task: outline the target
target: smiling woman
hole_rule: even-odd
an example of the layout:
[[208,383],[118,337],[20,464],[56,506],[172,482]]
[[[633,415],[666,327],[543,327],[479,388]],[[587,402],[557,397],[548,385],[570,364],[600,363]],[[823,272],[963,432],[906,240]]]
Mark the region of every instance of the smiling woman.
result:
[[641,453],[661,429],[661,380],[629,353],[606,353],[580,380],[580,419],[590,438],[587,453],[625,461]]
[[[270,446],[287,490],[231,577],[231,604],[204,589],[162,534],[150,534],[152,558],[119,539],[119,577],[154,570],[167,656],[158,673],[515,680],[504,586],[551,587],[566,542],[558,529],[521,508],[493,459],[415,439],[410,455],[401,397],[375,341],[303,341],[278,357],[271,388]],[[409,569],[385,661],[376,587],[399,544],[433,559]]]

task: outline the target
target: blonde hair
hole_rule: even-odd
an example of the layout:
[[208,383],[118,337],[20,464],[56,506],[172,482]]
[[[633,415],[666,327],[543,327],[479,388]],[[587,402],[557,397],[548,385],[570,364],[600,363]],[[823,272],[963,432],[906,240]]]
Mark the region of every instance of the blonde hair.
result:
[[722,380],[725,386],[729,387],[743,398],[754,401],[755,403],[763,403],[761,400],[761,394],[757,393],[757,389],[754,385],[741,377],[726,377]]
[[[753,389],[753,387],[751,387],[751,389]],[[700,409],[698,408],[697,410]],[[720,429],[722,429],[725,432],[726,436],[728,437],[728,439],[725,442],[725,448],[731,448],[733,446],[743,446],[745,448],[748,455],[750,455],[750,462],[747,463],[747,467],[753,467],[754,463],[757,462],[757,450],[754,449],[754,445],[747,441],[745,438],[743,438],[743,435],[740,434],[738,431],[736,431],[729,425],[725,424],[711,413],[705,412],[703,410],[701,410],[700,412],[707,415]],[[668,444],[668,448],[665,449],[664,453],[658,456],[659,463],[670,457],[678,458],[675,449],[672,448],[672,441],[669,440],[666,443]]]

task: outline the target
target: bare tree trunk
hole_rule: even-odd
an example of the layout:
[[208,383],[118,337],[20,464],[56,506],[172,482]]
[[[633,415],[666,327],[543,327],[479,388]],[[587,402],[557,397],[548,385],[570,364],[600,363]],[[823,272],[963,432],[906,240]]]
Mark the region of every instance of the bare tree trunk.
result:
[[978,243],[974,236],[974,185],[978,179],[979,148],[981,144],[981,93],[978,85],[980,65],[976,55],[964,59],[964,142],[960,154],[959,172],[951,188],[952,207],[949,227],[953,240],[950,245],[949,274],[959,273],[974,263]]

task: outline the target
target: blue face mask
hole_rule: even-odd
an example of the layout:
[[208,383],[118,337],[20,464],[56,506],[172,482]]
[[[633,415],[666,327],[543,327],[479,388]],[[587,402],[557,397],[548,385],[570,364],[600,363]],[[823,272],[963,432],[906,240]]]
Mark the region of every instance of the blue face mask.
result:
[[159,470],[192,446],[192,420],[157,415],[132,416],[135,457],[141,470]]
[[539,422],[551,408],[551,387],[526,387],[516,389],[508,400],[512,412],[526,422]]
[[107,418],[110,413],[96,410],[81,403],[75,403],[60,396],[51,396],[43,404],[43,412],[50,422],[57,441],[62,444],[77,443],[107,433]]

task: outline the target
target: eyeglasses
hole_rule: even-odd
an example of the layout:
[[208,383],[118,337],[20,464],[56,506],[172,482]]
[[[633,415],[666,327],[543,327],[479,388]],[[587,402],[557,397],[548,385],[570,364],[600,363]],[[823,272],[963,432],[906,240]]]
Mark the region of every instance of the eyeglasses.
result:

· · · ·

▶ ACTIVITY
If a line in the entries above contains "eyeglasses", report it.

▶ OUTPUT OF THE EXERCISE
target: eyeglasses
Mark the region of every instance of the eyeglasses.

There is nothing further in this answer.